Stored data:
┌────────

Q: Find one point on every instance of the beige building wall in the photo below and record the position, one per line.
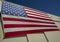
(53, 36)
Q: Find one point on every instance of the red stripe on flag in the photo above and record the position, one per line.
(15, 19)
(25, 25)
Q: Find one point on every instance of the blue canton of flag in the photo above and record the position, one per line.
(13, 9)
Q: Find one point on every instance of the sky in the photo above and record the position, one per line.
(49, 6)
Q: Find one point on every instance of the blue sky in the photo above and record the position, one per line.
(50, 6)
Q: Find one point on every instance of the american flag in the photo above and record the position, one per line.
(21, 20)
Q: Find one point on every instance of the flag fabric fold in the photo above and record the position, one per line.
(20, 20)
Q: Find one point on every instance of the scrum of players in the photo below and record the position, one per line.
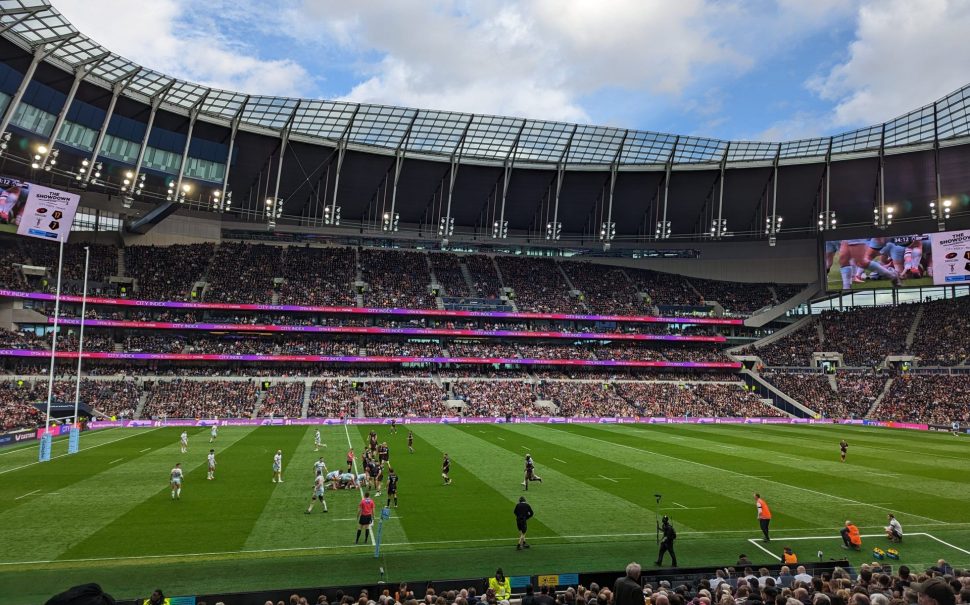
(893, 258)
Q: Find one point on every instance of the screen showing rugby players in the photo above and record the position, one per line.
(906, 261)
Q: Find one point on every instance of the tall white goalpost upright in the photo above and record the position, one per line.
(48, 214)
(74, 441)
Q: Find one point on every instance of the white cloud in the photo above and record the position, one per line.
(535, 59)
(905, 54)
(158, 35)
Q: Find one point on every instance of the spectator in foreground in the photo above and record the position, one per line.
(85, 594)
(627, 590)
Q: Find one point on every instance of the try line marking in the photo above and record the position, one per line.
(504, 539)
(756, 543)
(740, 474)
(10, 470)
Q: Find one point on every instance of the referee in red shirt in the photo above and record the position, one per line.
(366, 513)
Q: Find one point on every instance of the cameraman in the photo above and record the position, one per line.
(667, 542)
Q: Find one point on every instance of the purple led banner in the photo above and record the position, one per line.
(99, 300)
(372, 359)
(164, 325)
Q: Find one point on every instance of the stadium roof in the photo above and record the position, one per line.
(442, 134)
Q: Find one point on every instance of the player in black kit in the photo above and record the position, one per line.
(391, 487)
(445, 469)
(530, 472)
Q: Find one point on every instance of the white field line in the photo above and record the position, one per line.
(733, 472)
(28, 445)
(25, 495)
(504, 539)
(756, 541)
(10, 470)
(359, 488)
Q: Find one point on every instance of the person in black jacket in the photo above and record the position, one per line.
(667, 542)
(627, 590)
(523, 512)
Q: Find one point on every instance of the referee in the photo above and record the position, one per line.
(523, 512)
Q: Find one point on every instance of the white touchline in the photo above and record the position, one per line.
(359, 488)
(25, 495)
(727, 470)
(910, 534)
(10, 470)
(346, 546)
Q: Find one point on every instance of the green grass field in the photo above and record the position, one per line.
(106, 515)
(834, 281)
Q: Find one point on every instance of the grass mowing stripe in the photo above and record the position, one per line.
(562, 502)
(905, 494)
(824, 458)
(675, 480)
(475, 505)
(602, 472)
(146, 520)
(283, 522)
(781, 483)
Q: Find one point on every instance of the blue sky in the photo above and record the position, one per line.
(738, 69)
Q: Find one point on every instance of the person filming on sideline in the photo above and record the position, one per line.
(667, 542)
(523, 512)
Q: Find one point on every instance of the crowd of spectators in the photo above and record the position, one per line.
(538, 284)
(483, 274)
(930, 398)
(855, 395)
(865, 336)
(15, 411)
(243, 273)
(318, 276)
(333, 399)
(447, 270)
(605, 291)
(496, 397)
(284, 399)
(396, 279)
(167, 272)
(586, 399)
(180, 398)
(386, 398)
(943, 335)
(791, 350)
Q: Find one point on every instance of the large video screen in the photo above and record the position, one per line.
(13, 198)
(907, 261)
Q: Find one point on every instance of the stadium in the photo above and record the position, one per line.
(666, 326)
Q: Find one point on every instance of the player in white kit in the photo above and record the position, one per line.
(278, 467)
(177, 481)
(319, 488)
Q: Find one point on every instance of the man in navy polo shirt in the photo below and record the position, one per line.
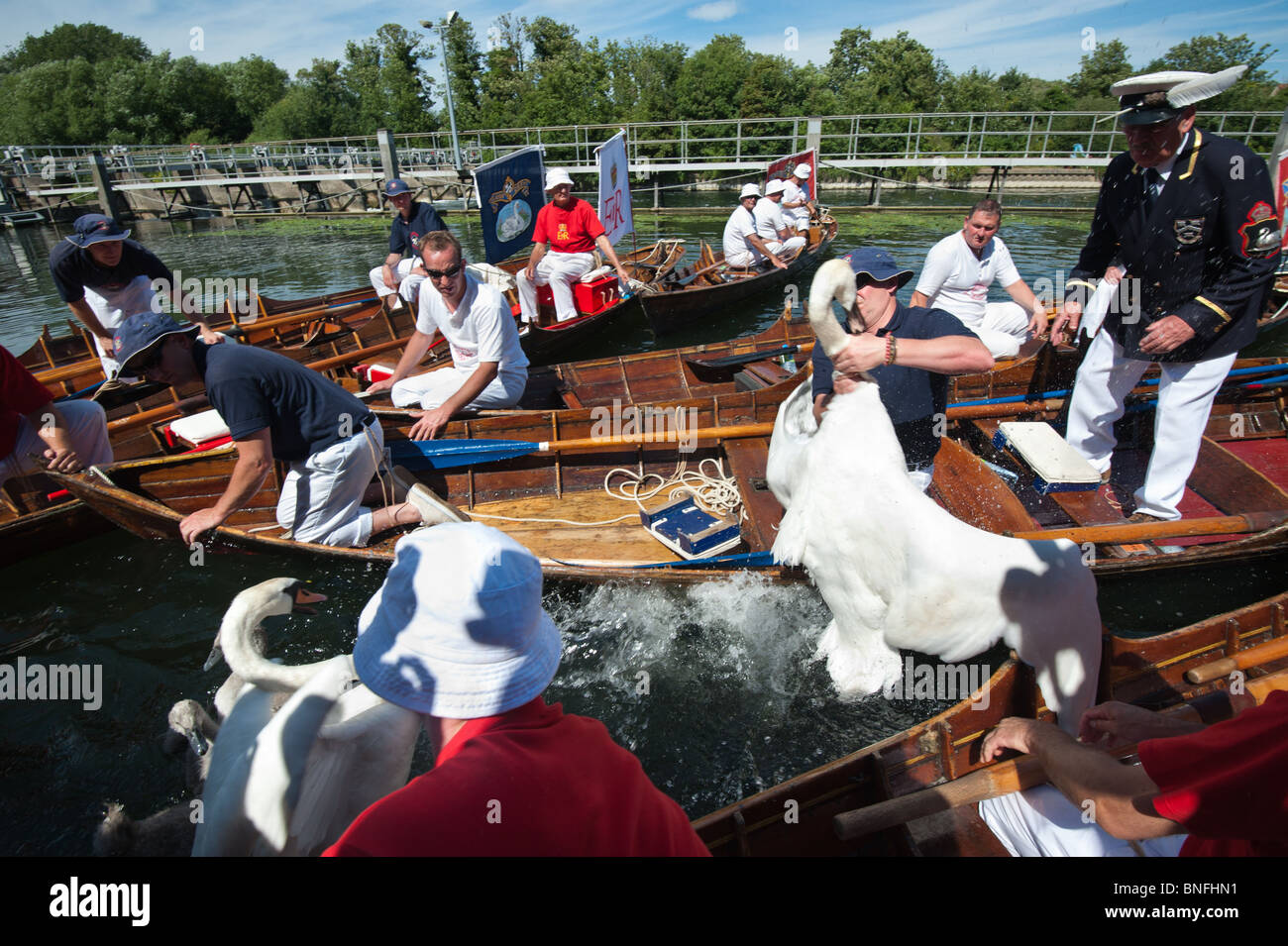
(402, 271)
(275, 408)
(909, 352)
(106, 277)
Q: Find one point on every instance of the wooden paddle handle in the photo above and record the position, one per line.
(995, 781)
(1262, 653)
(987, 783)
(662, 437)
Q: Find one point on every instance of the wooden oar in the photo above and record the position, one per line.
(1145, 532)
(987, 783)
(1252, 657)
(442, 455)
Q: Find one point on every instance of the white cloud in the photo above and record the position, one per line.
(715, 12)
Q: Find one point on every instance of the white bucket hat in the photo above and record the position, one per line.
(555, 176)
(458, 630)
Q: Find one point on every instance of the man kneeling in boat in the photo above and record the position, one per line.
(909, 352)
(1227, 786)
(958, 271)
(488, 367)
(458, 635)
(275, 408)
(68, 437)
(742, 245)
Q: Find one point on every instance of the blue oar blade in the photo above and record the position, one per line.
(445, 455)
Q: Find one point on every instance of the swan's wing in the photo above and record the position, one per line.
(279, 765)
(361, 756)
(223, 828)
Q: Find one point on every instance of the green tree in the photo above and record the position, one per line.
(1222, 52)
(711, 80)
(464, 65)
(256, 85)
(88, 42)
(1099, 69)
(390, 86)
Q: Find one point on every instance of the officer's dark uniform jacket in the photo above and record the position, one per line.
(1206, 254)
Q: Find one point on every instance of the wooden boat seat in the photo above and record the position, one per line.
(759, 374)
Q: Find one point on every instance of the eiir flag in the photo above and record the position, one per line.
(510, 194)
(614, 188)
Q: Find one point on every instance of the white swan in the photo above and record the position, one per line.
(291, 782)
(898, 571)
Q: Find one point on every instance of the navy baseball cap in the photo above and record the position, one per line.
(95, 228)
(140, 332)
(877, 265)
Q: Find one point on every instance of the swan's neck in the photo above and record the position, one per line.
(246, 661)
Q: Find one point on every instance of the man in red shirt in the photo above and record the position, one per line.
(458, 633)
(68, 437)
(570, 228)
(1227, 784)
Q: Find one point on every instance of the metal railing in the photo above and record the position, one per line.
(848, 142)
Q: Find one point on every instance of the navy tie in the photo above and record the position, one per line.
(1153, 185)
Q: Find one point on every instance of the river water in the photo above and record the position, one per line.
(713, 687)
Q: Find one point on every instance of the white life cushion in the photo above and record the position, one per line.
(200, 428)
(1047, 454)
(490, 275)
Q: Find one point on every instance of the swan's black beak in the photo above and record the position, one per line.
(217, 654)
(304, 597)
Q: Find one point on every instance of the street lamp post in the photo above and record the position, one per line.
(447, 76)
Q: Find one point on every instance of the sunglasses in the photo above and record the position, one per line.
(445, 273)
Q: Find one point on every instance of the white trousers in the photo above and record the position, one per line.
(408, 284)
(1185, 395)
(321, 498)
(558, 270)
(86, 429)
(789, 246)
(1042, 822)
(1003, 330)
(434, 387)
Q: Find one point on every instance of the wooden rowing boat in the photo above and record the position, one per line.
(546, 339)
(1235, 507)
(1147, 672)
(708, 284)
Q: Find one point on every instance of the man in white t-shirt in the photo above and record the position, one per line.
(797, 205)
(488, 367)
(771, 226)
(743, 248)
(958, 271)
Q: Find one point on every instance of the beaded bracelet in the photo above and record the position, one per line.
(892, 349)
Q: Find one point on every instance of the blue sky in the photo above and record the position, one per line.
(1042, 38)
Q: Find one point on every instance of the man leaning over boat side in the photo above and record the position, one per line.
(1192, 218)
(402, 273)
(278, 409)
(742, 245)
(104, 277)
(958, 270)
(771, 226)
(909, 352)
(458, 635)
(68, 437)
(1225, 786)
(488, 366)
(566, 232)
(798, 207)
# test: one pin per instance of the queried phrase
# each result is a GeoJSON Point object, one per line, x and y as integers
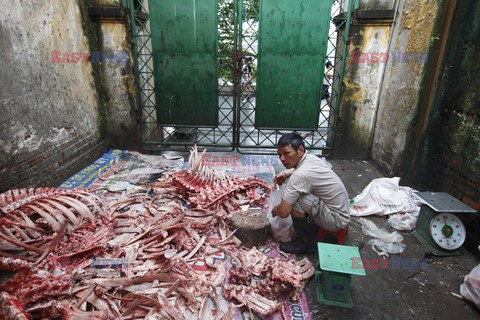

└────────

- [Work instructions]: Transcribe every line from the records above without alteration, and leave out the images.

- [Solution]:
Q: Find one point on every instance of the beige building wall in the photo below and record the position, one per line.
(53, 36)
Q: Find one point on every instance of the red stripe on flag in the photo above and record the position, one per line.
(15, 19)
(25, 25)
Q: Find one point on every instance of the blue canton of flag in the photo above and record the position, one per line.
(13, 9)
Q: Find one point on every instance of the sky in the photo above and record the position, one per line.
(49, 6)
Q: Find one point on every instance of the blue sky in the photo above and record the position, one per line.
(50, 6)
Q: Find one point on every instance of the american flag in the photo above and record the position, one per line.
(21, 20)
Q: Find one point on every instance of the flag fabric fold in the photo above and record the position, one per line.
(20, 20)
Q: Find one point on every instance of the scrum of players in the photo below and record the position, one per line.
(893, 258)
Q: Find one point on every instance of the screen showing rugby players in the photo above and record the position, one per line.
(906, 261)
Q: Find one point on every instance of the tall white goalpost upright in the photo above and record the position, one per line.
(48, 214)
(74, 441)
Q: Find one point on every instance of the white cloud in the photo above and record the position, one per line.
(535, 59)
(905, 54)
(158, 35)
Q: Find one point on every instance of the spectator in foreground in the photo above and record the position, one per line.
(85, 594)
(627, 590)
Q: Find one point on every instance of the try line marking in the photo above and record the position, one per line.
(504, 539)
(756, 543)
(740, 474)
(10, 470)
Q: Find one point on every instance of the referee in red shirt in the photo above and record the position, one per line.
(366, 513)
Q: Find one point on every instance of the cameraman in the photo above and record the position, one per line.
(667, 542)
Q: Find one point on every instance of the purple led banner in the photo above and record the position, one per line.
(99, 300)
(372, 359)
(164, 325)
Q: Find one point on every instance of the stadium roof in the photo above and record the position, one per line.
(442, 134)
Q: Find one point on every instance of the player in black kit in the photo above and record the position, one per line.
(391, 487)
(445, 469)
(530, 472)
Q: Find one point on every instance of the white field line in the photo above and record the position, one per line.
(733, 472)
(28, 445)
(25, 495)
(504, 539)
(756, 541)
(10, 470)
(359, 488)
Q: Find one point on every instance of the person in black jacket in the photo above and record the position, one per line.
(667, 542)
(627, 590)
(523, 512)
Q: Find one point on every instance of the referee in the photo above and record the position, one per line.
(523, 512)
Q: Find one point on every instance of the white touchline in the photo above and record the position, one per line.
(359, 488)
(25, 495)
(727, 470)
(910, 534)
(10, 470)
(346, 546)
Q: Find one point on every instance of the green grass field in the photo above and record the position, one per line.
(106, 515)
(834, 281)
Q: Find one point on every instance of the grass mowing stripe in the photo above and record the position, one per line.
(562, 502)
(905, 494)
(824, 458)
(675, 480)
(475, 505)
(602, 472)
(146, 520)
(283, 522)
(781, 483)
Q: Find one point on every instance of the blue sky in the photo above and record the position, one per line.
(738, 69)
Q: Find one point on every instance of the person filming on sideline in the photo above and record the position, one per line.
(667, 542)
(523, 512)
Q: Find one point on every instance of the crowd of spectators in the photo above and record the position, one per line.
(538, 284)
(483, 274)
(930, 398)
(855, 395)
(865, 336)
(15, 411)
(243, 273)
(318, 276)
(333, 399)
(447, 270)
(605, 291)
(496, 397)
(284, 399)
(396, 279)
(167, 272)
(586, 399)
(180, 398)
(386, 398)
(943, 335)
(791, 350)
Q: Find one point on every instance of the large video screen in the photo above and record the position, one per line.
(13, 198)
(907, 261)
Q: Find one point on every instance of the stadium in the photo above and record the position, one per line.
(666, 326)
Q: Find one point on every instance of the player in white kit in the photo above and record the position, one per line.
(278, 467)
(177, 481)
(319, 488)
Q: Find one point on every instance of the man in navy polo shirt in the photo below and record the position, one per line.
(402, 271)
(275, 408)
(909, 352)
(106, 277)
Q: Find one point on every instance of the wooden paddle handle in the photo above and record the position, one per line.
(995, 781)
(1262, 653)
(987, 783)
(662, 437)
Q: Find one point on every instance of the wooden oar in the photo above and record the position, one per line.
(1145, 532)
(987, 783)
(1252, 657)
(442, 455)
Q: Find one point on every instance of the white cloud in the photo above and record the position, one per line.
(715, 12)
Q: Find one point on every instance of the white bucket hat in the photo above and record the position, one per line.
(555, 176)
(458, 630)
Q: Find one point on every instance of the man kneeling in boat in the photo above and record the position, one per line.
(909, 352)
(1227, 786)
(958, 271)
(488, 367)
(458, 635)
(275, 408)
(68, 437)
(742, 245)
Q: Find one point on every instance of the blue oar blade in the photo above and record the position, one per line.
(445, 455)
Q: Find one point on every instance of the swan's wing in the photo above and record the position, one per line.
(279, 765)
(361, 756)
(223, 828)
Q: Find one point on every instance of the green tree in the photo above and record the position, one per line.
(1222, 52)
(711, 80)
(464, 65)
(256, 85)
(88, 42)
(1099, 69)
(390, 86)
Q: Find one point on every instance of the officer's dark uniform jacket in the photo above and record the position, one per line.
(1206, 254)
Q: Find one point on every instance of the wooden boat seat in the photo above and record the position, one per line.
(759, 374)
Q: Find one point on every instance of the eiir flag in the photo above and record the position, one per line.
(510, 194)
(614, 188)
Q: Find one point on every instance of the white swan in the photo above and record the position, one per line.
(291, 782)
(898, 571)
Q: Find one point on every instance of the navy baseball cap in the photo above and record the position, one per line.
(95, 228)
(140, 332)
(877, 265)
Q: Find one point on every instance of the swan's neck in the photo above and record the position, one per line.
(246, 661)
Q: Find one point on every instance of the man in red shirt in the photo above and record the position, one per line.
(458, 633)
(68, 437)
(570, 228)
(1227, 784)
Q: Find one point on every instance of the metal railing in the photo above and record the position, one per line.
(848, 142)
Q: Find one point on every instance of the navy tie in the photo above and record the position, one per line.
(1153, 185)
Q: Find one point on every instance of the river water in the photo above and record the position, one per line.
(713, 687)
Q: Find one point on every instance of the white life cushion in the photo above and record the position, one per line.
(200, 428)
(1047, 454)
(490, 275)
Q: Find one point on every instance of the swan's black beak in the photo above and record the position, one per line.
(217, 654)
(304, 597)
Q: Find one point on every instance of the street lamp post in the photo above and record the position, one per line.
(447, 76)
Q: Find one point on every instance of the sunglasses in the photo above and record the position, one per line.
(445, 273)
Q: Find one point on every instance of the white trousers in the photo above and record the position, one per line.
(408, 284)
(1185, 395)
(321, 498)
(558, 270)
(86, 429)
(789, 246)
(1042, 822)
(1003, 330)
(434, 387)
Q: Find one point on every instance of the wooden rowing boat in the photo above and record the position, one per line.
(546, 339)
(1235, 507)
(1147, 672)
(708, 284)
Q: Find one point on every instance of the man in white t-shirt in the photo above and record the position, one per line.
(797, 205)
(488, 367)
(771, 226)
(743, 248)
(958, 271)
Q: Find one point on every instance of the beaded bracelet in the photo above and record the position, one per line.
(892, 349)
Q: Find one point on every instance of the blue sky in the photo above and record the position, one per line.
(1042, 38)
Q: Find one point on every instance of the man leaning over boat side in the photo above and record the position, one per line.
(1192, 218)
(402, 273)
(278, 409)
(742, 245)
(104, 277)
(958, 270)
(771, 226)
(909, 352)
(458, 635)
(68, 437)
(1225, 786)
(488, 366)
(566, 232)
(798, 207)
# test: one pin per instance of the queried phrase
# each result is a GeoJSON Point object, one per line, x and y as integers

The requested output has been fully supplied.